# Requirements:
Write out all of the entries exactly as given.

--- Information shown ---

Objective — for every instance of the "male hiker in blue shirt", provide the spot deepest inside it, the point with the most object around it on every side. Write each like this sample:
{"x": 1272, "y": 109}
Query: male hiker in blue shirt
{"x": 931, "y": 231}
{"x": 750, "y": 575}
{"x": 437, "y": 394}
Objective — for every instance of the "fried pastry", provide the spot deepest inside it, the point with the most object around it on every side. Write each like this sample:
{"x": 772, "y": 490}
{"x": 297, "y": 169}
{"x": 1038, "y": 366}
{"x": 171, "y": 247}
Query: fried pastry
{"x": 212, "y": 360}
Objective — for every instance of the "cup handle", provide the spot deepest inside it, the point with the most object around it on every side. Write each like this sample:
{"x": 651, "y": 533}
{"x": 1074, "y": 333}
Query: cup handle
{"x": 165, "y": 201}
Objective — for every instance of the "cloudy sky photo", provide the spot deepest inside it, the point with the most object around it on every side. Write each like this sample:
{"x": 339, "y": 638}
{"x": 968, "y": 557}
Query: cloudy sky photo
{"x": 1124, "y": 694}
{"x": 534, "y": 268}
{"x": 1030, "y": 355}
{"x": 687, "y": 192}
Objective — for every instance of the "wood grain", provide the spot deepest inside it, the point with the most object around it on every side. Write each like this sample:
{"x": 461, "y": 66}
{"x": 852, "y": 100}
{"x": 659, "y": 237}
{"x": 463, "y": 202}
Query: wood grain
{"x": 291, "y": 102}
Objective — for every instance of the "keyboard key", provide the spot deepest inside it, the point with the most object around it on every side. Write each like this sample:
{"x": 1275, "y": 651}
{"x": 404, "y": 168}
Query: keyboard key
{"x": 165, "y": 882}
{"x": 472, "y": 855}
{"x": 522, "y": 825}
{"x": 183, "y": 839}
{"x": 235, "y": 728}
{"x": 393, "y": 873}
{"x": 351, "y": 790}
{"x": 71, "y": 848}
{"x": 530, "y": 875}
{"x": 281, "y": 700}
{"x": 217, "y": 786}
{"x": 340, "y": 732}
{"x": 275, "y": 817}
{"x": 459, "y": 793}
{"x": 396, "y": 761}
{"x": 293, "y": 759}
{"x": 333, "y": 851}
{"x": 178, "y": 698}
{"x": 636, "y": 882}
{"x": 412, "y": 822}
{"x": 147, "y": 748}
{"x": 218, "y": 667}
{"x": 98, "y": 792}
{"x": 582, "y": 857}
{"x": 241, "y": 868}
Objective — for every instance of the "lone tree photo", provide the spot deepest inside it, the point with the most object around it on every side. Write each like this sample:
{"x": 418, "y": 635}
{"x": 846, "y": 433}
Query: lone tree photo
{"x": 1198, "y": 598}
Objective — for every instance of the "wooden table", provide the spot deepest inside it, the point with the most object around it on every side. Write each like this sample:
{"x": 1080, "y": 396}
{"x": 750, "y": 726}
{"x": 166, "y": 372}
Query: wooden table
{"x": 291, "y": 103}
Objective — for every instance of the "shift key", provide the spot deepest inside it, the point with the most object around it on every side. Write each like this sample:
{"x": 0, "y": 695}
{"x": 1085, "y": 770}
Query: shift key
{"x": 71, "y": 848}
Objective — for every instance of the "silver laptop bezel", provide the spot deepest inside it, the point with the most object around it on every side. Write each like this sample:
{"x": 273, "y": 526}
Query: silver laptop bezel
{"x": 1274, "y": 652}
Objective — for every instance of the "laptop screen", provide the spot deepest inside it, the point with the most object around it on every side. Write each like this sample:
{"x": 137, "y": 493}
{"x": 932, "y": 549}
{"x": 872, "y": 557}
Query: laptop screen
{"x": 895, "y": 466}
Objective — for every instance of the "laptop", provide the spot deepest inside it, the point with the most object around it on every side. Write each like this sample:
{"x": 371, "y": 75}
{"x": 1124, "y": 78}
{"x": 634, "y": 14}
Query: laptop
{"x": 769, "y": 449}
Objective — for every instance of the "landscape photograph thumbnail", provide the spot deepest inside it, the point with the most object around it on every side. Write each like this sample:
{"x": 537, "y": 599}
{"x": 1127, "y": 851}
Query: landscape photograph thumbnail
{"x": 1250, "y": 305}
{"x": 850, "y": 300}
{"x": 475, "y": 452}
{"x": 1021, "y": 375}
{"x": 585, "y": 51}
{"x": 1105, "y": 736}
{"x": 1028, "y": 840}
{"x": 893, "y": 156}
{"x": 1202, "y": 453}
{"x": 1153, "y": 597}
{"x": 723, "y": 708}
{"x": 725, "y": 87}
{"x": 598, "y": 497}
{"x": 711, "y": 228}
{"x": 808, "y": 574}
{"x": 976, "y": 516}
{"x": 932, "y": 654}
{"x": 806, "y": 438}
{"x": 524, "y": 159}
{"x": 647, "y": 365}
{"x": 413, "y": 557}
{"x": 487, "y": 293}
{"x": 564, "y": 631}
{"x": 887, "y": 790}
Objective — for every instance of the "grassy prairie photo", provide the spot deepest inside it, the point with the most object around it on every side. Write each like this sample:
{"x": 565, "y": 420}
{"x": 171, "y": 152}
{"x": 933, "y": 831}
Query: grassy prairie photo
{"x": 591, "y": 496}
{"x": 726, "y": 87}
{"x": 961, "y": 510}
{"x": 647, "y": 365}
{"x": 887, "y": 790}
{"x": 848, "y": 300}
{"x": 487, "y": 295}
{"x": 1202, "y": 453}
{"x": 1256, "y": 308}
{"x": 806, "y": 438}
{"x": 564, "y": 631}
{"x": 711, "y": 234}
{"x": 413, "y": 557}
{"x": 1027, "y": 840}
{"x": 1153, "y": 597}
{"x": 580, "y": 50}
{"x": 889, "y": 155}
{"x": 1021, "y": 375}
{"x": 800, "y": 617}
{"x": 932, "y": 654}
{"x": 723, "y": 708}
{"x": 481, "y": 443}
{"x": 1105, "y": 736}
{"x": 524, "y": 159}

---

# Full output:
Objective — for every instance of the "male hiker in blue shirt", provide the spot deepest inside it, the point with the most object around it on every side. Write each like this sample:
{"x": 1272, "y": 109}
Query: male hiker in blue shirt
{"x": 931, "y": 231}
{"x": 750, "y": 575}
{"x": 437, "y": 394}
Objective — for every instance of the "fried pastry", provide the spot deepest inside it, the point with the most object around it on every side. Write each like this sample:
{"x": 772, "y": 490}
{"x": 297, "y": 169}
{"x": 1038, "y": 366}
{"x": 171, "y": 247}
Query: fried pastry
{"x": 212, "y": 360}
Objective — for every instance of the "cup handle", provide the spot deepest inside it, the point with the most object around it on every side. Write each like this sample:
{"x": 651, "y": 533}
{"x": 1074, "y": 333}
Query: cup handle
{"x": 165, "y": 201}
Objective — for every instance of the "cloudy sky photo", provide the spot deepest inside it, the point with the most object around it on every side. Write each like this sample:
{"x": 339, "y": 638}
{"x": 968, "y": 557}
Query: cloudy sky photo
{"x": 1124, "y": 694}
{"x": 534, "y": 268}
{"x": 1030, "y": 355}
{"x": 687, "y": 192}
Objective — for every instance of the "wood grain", provide the spot deepest inside it, the point with the most object around it on every side. Write each like this sample:
{"x": 461, "y": 66}
{"x": 852, "y": 100}
{"x": 659, "y": 237}
{"x": 463, "y": 202}
Query: wood grain
{"x": 291, "y": 102}
Objective — for every instance of the "keyboard key", provide the spot deepest inside it, the point with the most object around it on every side. Write each like this sample:
{"x": 1275, "y": 651}
{"x": 404, "y": 168}
Query: keyboard key
{"x": 165, "y": 882}
{"x": 472, "y": 855}
{"x": 522, "y": 825}
{"x": 183, "y": 839}
{"x": 235, "y": 728}
{"x": 393, "y": 873}
{"x": 351, "y": 790}
{"x": 71, "y": 848}
{"x": 530, "y": 875}
{"x": 281, "y": 700}
{"x": 217, "y": 786}
{"x": 340, "y": 732}
{"x": 275, "y": 817}
{"x": 459, "y": 793}
{"x": 396, "y": 761}
{"x": 293, "y": 759}
{"x": 333, "y": 851}
{"x": 178, "y": 698}
{"x": 636, "y": 882}
{"x": 412, "y": 822}
{"x": 147, "y": 748}
{"x": 218, "y": 667}
{"x": 98, "y": 792}
{"x": 582, "y": 857}
{"x": 241, "y": 868}
Objective — for every instance of the "lone tree photo", provide the spot deepest inside it, the point with the most object around it on every side. Write each like this sample:
{"x": 418, "y": 635}
{"x": 846, "y": 433}
Query: lone tree photo
{"x": 1198, "y": 598}
Objective — for every instance of the "wooden table", provide the spot deepest inside it, the point with the most object around it on every side. Write each like this sample:
{"x": 1080, "y": 396}
{"x": 750, "y": 726}
{"x": 166, "y": 372}
Query: wooden table
{"x": 291, "y": 103}
Objective — for every instance of the "shift key", provide the spot deepest inside it, the point with the most object around it on every side. Write each like this sample:
{"x": 0, "y": 695}
{"x": 1085, "y": 770}
Query: shift key
{"x": 71, "y": 848}
Objective — for every instance of the "silver laptop bezel", provide the spot deepest inside it, the point with the most object around it on every side. Write each like this sample:
{"x": 273, "y": 526}
Query: silver laptop bezel
{"x": 1274, "y": 652}
Objective — for every instance of the "laptop screen", provide the spot deepest inside it, the point with the most object around it on every side. Write each like this sample:
{"x": 137, "y": 493}
{"x": 932, "y": 549}
{"x": 872, "y": 557}
Query: laptop screen
{"x": 895, "y": 466}
Objective — for every instance of the "laptop", provide the spot deepest inside it, the point with the most object around it on every side. Write each like this sample:
{"x": 371, "y": 75}
{"x": 1124, "y": 78}
{"x": 634, "y": 14}
Query: laptop
{"x": 769, "y": 449}
Objective — for every instance of the "landscape photograph thumbnail", provide the spot deepest inside it, the point with the most object around it on every side. Write each like this sample:
{"x": 537, "y": 599}
{"x": 1127, "y": 851}
Query: landscape photograph thumbnail
{"x": 1250, "y": 305}
{"x": 850, "y": 300}
{"x": 475, "y": 452}
{"x": 1021, "y": 375}
{"x": 585, "y": 51}
{"x": 1105, "y": 736}
{"x": 1028, "y": 840}
{"x": 893, "y": 156}
{"x": 1202, "y": 453}
{"x": 1153, "y": 597}
{"x": 723, "y": 708}
{"x": 725, "y": 87}
{"x": 598, "y": 497}
{"x": 711, "y": 228}
{"x": 808, "y": 574}
{"x": 976, "y": 516}
{"x": 932, "y": 654}
{"x": 806, "y": 438}
{"x": 524, "y": 159}
{"x": 647, "y": 365}
{"x": 413, "y": 557}
{"x": 487, "y": 293}
{"x": 564, "y": 631}
{"x": 887, "y": 790}
Objective — for every instance of the "grassy prairie photo", provide the spot deepest inside it, the point with the most object around it on every side. Write each like this sample:
{"x": 565, "y": 420}
{"x": 171, "y": 152}
{"x": 933, "y": 831}
Query: grassy prairie photo
{"x": 591, "y": 496}
{"x": 726, "y": 87}
{"x": 961, "y": 510}
{"x": 647, "y": 365}
{"x": 887, "y": 790}
{"x": 848, "y": 300}
{"x": 487, "y": 295}
{"x": 1202, "y": 453}
{"x": 1256, "y": 308}
{"x": 806, "y": 438}
{"x": 564, "y": 631}
{"x": 711, "y": 234}
{"x": 413, "y": 557}
{"x": 1027, "y": 840}
{"x": 1153, "y": 597}
{"x": 580, "y": 50}
{"x": 889, "y": 155}
{"x": 1021, "y": 375}
{"x": 800, "y": 617}
{"x": 932, "y": 654}
{"x": 723, "y": 708}
{"x": 481, "y": 443}
{"x": 1105, "y": 736}
{"x": 524, "y": 159}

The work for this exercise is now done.